* _WORK INSTRUCTION_
Copy all records precisely, apart from the pictures.

* _SUPPLIED INFORMATION_
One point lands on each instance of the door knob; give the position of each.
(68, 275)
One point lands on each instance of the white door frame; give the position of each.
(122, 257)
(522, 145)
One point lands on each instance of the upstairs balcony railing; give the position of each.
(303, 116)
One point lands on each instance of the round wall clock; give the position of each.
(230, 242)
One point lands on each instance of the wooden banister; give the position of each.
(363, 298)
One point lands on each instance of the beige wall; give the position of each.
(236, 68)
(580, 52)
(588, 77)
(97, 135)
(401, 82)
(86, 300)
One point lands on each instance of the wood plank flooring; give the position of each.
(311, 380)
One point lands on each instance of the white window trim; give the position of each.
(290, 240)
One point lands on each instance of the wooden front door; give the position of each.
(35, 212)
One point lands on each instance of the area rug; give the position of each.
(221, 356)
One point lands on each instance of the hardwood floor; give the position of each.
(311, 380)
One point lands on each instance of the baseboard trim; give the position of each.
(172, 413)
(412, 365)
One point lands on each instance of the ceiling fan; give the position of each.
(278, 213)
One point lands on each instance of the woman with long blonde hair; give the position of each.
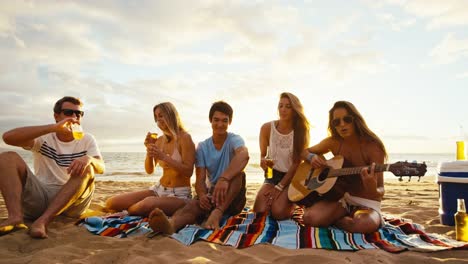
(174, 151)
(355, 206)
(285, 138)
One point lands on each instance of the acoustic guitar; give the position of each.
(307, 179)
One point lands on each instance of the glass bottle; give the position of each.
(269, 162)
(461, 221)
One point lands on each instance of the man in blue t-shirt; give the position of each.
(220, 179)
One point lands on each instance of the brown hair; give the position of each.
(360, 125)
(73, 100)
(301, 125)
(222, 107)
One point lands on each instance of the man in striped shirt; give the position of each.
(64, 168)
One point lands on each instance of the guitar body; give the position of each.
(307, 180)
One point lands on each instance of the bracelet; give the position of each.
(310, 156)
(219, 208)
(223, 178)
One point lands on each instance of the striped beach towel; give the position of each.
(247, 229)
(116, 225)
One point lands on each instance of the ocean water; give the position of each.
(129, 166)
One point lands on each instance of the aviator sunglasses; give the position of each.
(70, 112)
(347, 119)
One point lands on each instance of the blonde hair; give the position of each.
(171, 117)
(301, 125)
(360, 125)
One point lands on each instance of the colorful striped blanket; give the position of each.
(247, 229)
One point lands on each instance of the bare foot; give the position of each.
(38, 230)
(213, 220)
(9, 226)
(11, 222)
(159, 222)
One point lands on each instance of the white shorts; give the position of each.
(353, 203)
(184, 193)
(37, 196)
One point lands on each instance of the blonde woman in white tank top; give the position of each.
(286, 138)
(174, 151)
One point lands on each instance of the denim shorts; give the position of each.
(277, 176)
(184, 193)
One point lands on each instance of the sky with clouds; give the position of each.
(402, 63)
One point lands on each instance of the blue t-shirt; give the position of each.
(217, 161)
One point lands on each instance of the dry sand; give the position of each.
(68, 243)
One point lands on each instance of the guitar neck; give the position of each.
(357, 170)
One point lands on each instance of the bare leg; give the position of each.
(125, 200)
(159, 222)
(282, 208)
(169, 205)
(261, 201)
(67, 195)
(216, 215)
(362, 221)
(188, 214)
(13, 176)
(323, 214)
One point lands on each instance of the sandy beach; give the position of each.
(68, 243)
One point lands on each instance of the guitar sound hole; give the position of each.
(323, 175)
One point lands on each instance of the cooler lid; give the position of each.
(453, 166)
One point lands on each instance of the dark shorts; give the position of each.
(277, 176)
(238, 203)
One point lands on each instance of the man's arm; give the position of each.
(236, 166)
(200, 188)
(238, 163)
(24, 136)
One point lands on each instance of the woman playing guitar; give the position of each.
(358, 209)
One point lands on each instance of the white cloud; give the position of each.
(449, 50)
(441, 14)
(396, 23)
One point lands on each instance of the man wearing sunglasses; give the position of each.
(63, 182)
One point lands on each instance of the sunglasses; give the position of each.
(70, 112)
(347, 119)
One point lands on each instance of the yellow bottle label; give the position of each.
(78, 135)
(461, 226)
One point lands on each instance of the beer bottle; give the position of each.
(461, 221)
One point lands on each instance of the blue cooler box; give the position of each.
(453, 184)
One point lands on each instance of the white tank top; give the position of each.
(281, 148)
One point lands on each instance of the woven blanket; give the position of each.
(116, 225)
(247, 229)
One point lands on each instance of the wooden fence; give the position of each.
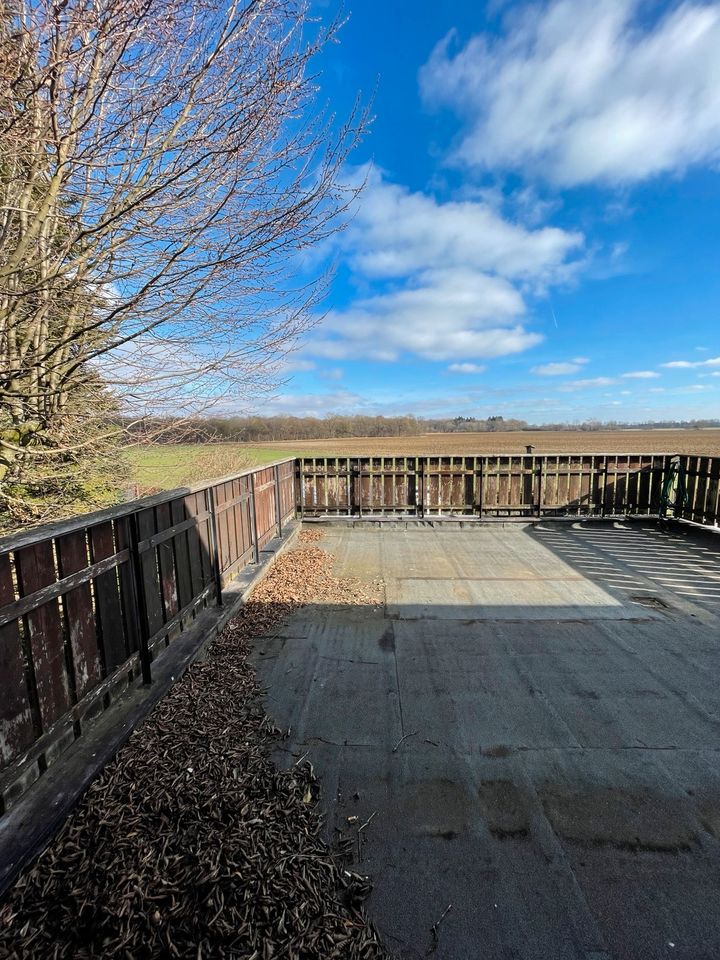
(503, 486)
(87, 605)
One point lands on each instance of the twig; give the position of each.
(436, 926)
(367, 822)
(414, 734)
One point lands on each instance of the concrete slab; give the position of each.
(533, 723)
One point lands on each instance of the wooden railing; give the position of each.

* _RESPONSE TO THIS TASK_
One point lands on each instance of the door knob; give the position of each.
(68, 275)
One point lands on each instance of the white door frame; give the position of each.
(122, 257)
(522, 145)
One point lands on each instance of the upstairs balcony railing; give the position of each.
(303, 116)
One point lands on each instance of the round wall clock; give the position of each.
(230, 242)
One point lands on each instance of the wooden banister; give the position of each.
(363, 298)
One point lands on each instance of the beige wall; give the position of each.
(236, 68)
(580, 52)
(588, 77)
(97, 135)
(401, 82)
(86, 300)
One point lands on each instance of the wood plank flooring; give the position of each.
(311, 380)
One point lands on each instance of the white window trim; give the position of each.
(290, 240)
One point lands on each instance of the wooden front door; give the position of each.
(35, 212)
One point lands on each instance of the area rug; give the position of each.
(221, 356)
One point lands on each instance of the hardwood floor; give the position of each.
(311, 380)
One point lands on each instance of the baseboard trim; give the position of each.
(172, 413)
(412, 365)
One point lands on each instance of the ceiling fan; give the position of each.
(278, 213)
One point lands on each instance of the woman with long blonde hair; give the position of each.
(174, 151)
(355, 206)
(285, 138)
One point lands on each instance of the acoustic guitar; give the position of each.
(307, 179)
One point lands on each instance of the glass bottle; give the position of each.
(269, 162)
(461, 221)
One point lands on each instance of the man in blue t-shirt; give the position of each.
(220, 179)
One point lands on each instance of the brown hair; give the position of each.
(360, 125)
(73, 100)
(301, 125)
(222, 107)
One point lands on each instance of the man in striped shirt; give the position of each.
(64, 168)
One point lands on each instance of the guitar body; give the position of each.
(307, 180)
One point lands on each instance of the bracelet; give the position of each.
(310, 156)
(219, 208)
(223, 178)
One point lands on each instance of the striped beach towel; give the position of each.
(247, 229)
(116, 225)
One point lands on each instance of the ocean water; give the position of each.
(129, 166)
One point lands on each instance of the aviator sunglasses; give the position of each.
(70, 112)
(347, 119)
One point lands on each instance of the blonde hair; give the position of each.
(171, 117)
(301, 125)
(360, 125)
One point lands on each instance of the colorful striped blanket; give the position of each.
(247, 229)
One point lands on each instance of the bare foot; give the position of each.
(38, 230)
(213, 220)
(9, 226)
(11, 222)
(159, 222)
One point lands on each instance of the white shorts; give the position of each.
(353, 203)
(184, 193)
(37, 196)
One point lands on each instance of the blonde woman in white tank top; give the position of each.
(286, 138)
(174, 151)
One point lands on each instance of the denim shorts; give the position of each.
(277, 176)
(184, 193)
One point lands on each instance of the sky with clouds; give the position of each.
(402, 63)
One point lands on each instance of the blue t-shirt; give the position of each.
(217, 161)
One point lands on each instance of the dry sand; give the position of each.
(68, 243)
One point lands on each instance of the guitar neck; give the position of each.
(357, 170)
One point lands on each instance of the bare leg; give the position of each.
(125, 200)
(159, 222)
(282, 208)
(169, 205)
(261, 201)
(67, 195)
(216, 215)
(362, 221)
(188, 214)
(13, 176)
(323, 214)
One point lands on each instance of the sandy beach; give the position of each.
(68, 243)
One point lands on each instance of the guitar sound hole; give the position of each.
(323, 175)
One point lands on each instance of the cooler lid; give the position of each.
(453, 166)
One point lands on each instance of the dark shorts; give the position of each.
(277, 176)
(238, 203)
One point lands on each instance of the man's arm; give the position of each.
(236, 166)
(200, 188)
(238, 163)
(24, 136)
One point lands on each instance of the woman playing guitar; give the position of each.
(358, 209)
One point lands on each instance of the white cloud; give the position of each.
(449, 50)
(441, 14)
(396, 23)
One point lands on each instance of the man wearing sunglasses; give the position of each.
(63, 182)
One point lands on each instance of the sunglasses; give the position of each.
(70, 112)
(347, 119)
One point lands on each instance of the yellow bottle label; give the position of each.
(78, 135)
(461, 226)
One point lands on each instance of the beer bottle; give the position of each.
(461, 221)
One point lands on each instance of the blue cooler box; give the position of each.
(453, 184)
One point lands on each instance of the white tank top; give the position of each.
(281, 148)
One point lands on each instance of the woven blanket; give the position of each.
(116, 225)
(247, 229)
One point lands on each instance of the wooden fence; give the position of each.
(503, 486)
(87, 605)
One point lands on each instance of the twig; give the position of each.
(436, 926)
(367, 822)
(414, 734)
One point lands on each instance of the concrete slab; give the position of each.
(533, 723)
One point lands on each instance of the wooden railing; give the position of each.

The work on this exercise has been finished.